====== Passage to read
Yeah that's what i said

first one was released in 09

They were. They had SSDs in 2007.
geek.com/review/review-samsung-64gb-ssd-570935/

That's just a year off then, and they were still an expensive enthusiast niche product for the first few years.

I had one for my laptop, and while the SSHD only had 4GB SSD storage, it helped immensely on boot time.
Today SSD is cheap enough that I wouldn't bother with it.

My T420 came with one. Didn't really seem faster than an HDD, to be honest.

It's the worst
of 2 worlds

People who bought laptops around 2014

>magnetic chad being replaced by fragile silicon
daily backups go to the magnetic chads, fucking always... no admin would trust fragile oxides.

That's only because tape drive is better $/GB.
SSDs are solid state devices, not mechanical, which allows them to live for way longer.

The two HDDs in my NAS are Seagate 2TB SSHD purchased around 2015 I think. Whether the 8GB FLASH is even used is anyone guess, they were originally in my desktop until I removed them after a motherboard failure.

>to live for way longe
source

>That's only because tape drive is better $/GB.
Yes but a HDD has advantages similar to tape while retaining ability of random data access.

>SSDs are solid state devices, not mechanical, which allows them to live for way longer.
That's literally not known at this point because SSD haven't been around for long enough to verify that (and early SSDs were rather failure-prone).

they came on laptops. good boost to boot time. price was like 10-20$ more than just HDD. overall, worth it.

Should I just get a 1tb ssd or 2tb hdd ?
2tb would be nice to have but I don't need storage that badly and the ssd is silent and faster for load times
How's m.2, is it worth it, over sata

the other guy is obviously right given that
>Once SSDs reach around the same GB/$ levels as HDDs, it will be over for the HDD
IF SSDs go cheaper per GB/$ then yes, it's over for HDDs. And the same is true for tape and everything else for that matter.
============
_Direction a_
From the discussion of SSDs and hard drives, extract the passage from "People who bought" to "trust fragile oxides.".
====== Listing
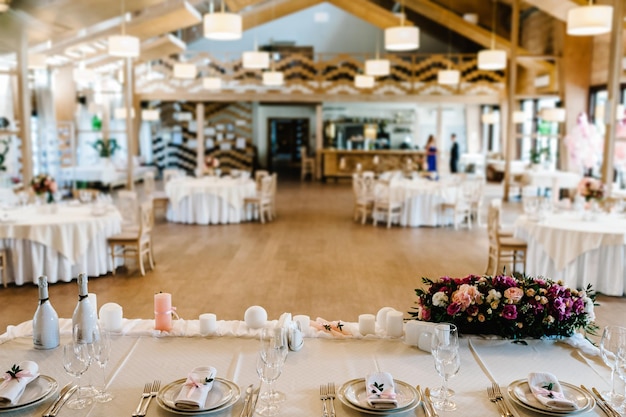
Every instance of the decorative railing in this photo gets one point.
(414, 74)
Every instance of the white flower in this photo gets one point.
(440, 299)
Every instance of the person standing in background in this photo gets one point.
(454, 155)
(431, 154)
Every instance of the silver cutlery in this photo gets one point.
(246, 401)
(153, 393)
(330, 393)
(65, 393)
(145, 394)
(324, 397)
(498, 393)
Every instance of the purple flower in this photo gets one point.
(509, 312)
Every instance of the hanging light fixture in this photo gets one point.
(222, 26)
(589, 20)
(492, 59)
(363, 81)
(124, 46)
(402, 38)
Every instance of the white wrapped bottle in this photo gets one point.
(84, 319)
(45, 320)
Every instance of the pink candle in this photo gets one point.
(163, 311)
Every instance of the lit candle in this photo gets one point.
(163, 311)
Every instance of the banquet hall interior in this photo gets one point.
(105, 98)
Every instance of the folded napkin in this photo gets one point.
(547, 390)
(15, 381)
(381, 390)
(192, 395)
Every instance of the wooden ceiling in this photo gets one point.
(55, 27)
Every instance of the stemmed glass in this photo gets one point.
(269, 368)
(100, 350)
(274, 348)
(612, 338)
(445, 350)
(76, 362)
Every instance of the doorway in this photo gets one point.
(285, 137)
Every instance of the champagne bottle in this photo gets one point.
(45, 320)
(84, 320)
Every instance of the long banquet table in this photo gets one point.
(579, 252)
(208, 200)
(57, 244)
(140, 355)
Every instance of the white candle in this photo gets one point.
(208, 324)
(367, 324)
(395, 324)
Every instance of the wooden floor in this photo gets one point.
(312, 260)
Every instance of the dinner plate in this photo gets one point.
(354, 395)
(34, 393)
(223, 394)
(519, 391)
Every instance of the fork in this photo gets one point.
(153, 392)
(144, 395)
(324, 397)
(500, 398)
(330, 394)
(494, 399)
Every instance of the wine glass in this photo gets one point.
(445, 350)
(100, 350)
(274, 348)
(612, 338)
(76, 362)
(269, 368)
============
_Direction b_
Update the listing below the discussion by changing every "in this photo" to "in this image", keeping everything else the same. Leave the pictures out of your answer.

_Task answer a_
People who bought laptops around 2014

>magnetic chad being replaced by fragile silicon
daily backups go to the magnetic chads, fucking always... no admin would trust fragile oxides.

_Task answer b_
Every instance of the decorative railing in this image gets one point.
(414, 74)
Every instance of the white flower in this image gets one point.
(440, 299)
Every instance of the person standing in background in this image gets one point.
(454, 155)
(431, 154)
Every instance of the silver cutlery in this image gets one point.
(246, 401)
(153, 393)
(330, 393)
(65, 393)
(145, 394)
(324, 397)
(498, 393)
Every instance of the purple flower in this image gets one point.
(509, 312)
Every instance of the hanging light fixture in this image gets one point.
(222, 26)
(589, 20)
(492, 59)
(363, 81)
(124, 46)
(402, 38)
Every instance of the white wrapped bottle in this image gets one point.
(84, 319)
(45, 320)
Every instance of the pink candle in this image gets one point.
(163, 311)
Every instance of the lit candle in this image gets one point.
(163, 311)
Every instance of the banquet hall interior in this image gets one point.
(105, 98)
Every instance of the folded napkin in this image gets one point.
(547, 390)
(15, 381)
(381, 390)
(192, 395)
Every instance of the wooden ceiling in this image gets one point.
(55, 27)
Every instance of the stemmed glass in this image gets one point.
(269, 368)
(100, 350)
(274, 348)
(612, 338)
(445, 350)
(76, 362)
Every instance of the doorway in this image gets one point.
(285, 137)
Every instance of the champagne bottle in this image gets one point.
(45, 320)
(84, 320)
Every instance of the long banquet table in this image gets one point.
(579, 252)
(208, 200)
(57, 244)
(140, 355)
Every instance of the white candle in this image gets one point.
(208, 324)
(367, 324)
(395, 324)
Every instance of the wooden floor in this image gets one point.
(312, 260)
Every instance of the dinner plate in this image gets one point.
(354, 395)
(34, 393)
(223, 394)
(519, 391)
Every instance of the fork in this image gets one point.
(153, 392)
(144, 395)
(324, 397)
(500, 398)
(330, 394)
(494, 399)
Every instance of the wine glass in this image gets one point.
(445, 350)
(100, 350)
(274, 348)
(612, 338)
(76, 362)
(269, 368)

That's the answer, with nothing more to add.